▼

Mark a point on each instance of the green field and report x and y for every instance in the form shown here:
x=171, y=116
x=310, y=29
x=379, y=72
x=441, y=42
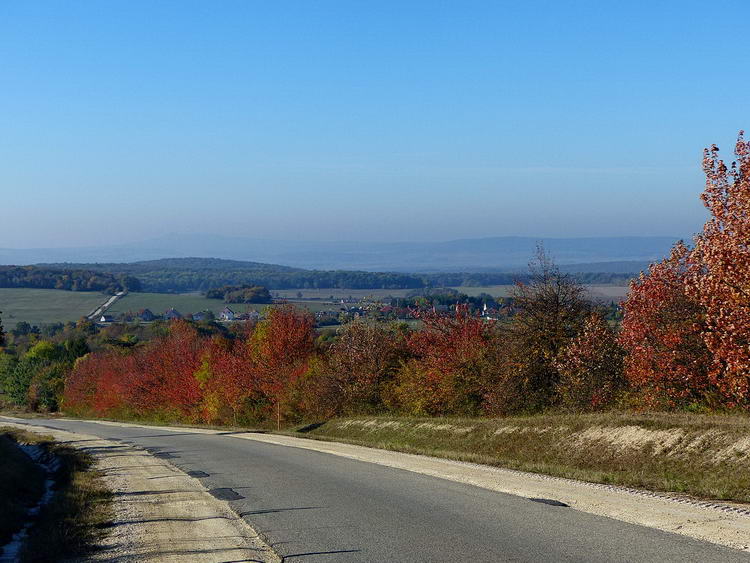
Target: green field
x=186, y=303
x=44, y=306
x=327, y=294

▲

Lay out the listing above as a Markdown table with two columns, Row and Listing line. Number each line in order, skip blank lines, and leave the pictures out.

| Row | Listing line |
|---|---|
| 1 | Mark a point on each instance of the green field and report x and y for every instance in the form shown here: |
| 2 | x=171, y=116 |
| 3 | x=310, y=29 |
| 4 | x=379, y=72 |
| 5 | x=441, y=42 |
| 6 | Target: green field |
| 7 | x=186, y=303 |
| 8 | x=44, y=306 |
| 9 | x=327, y=294 |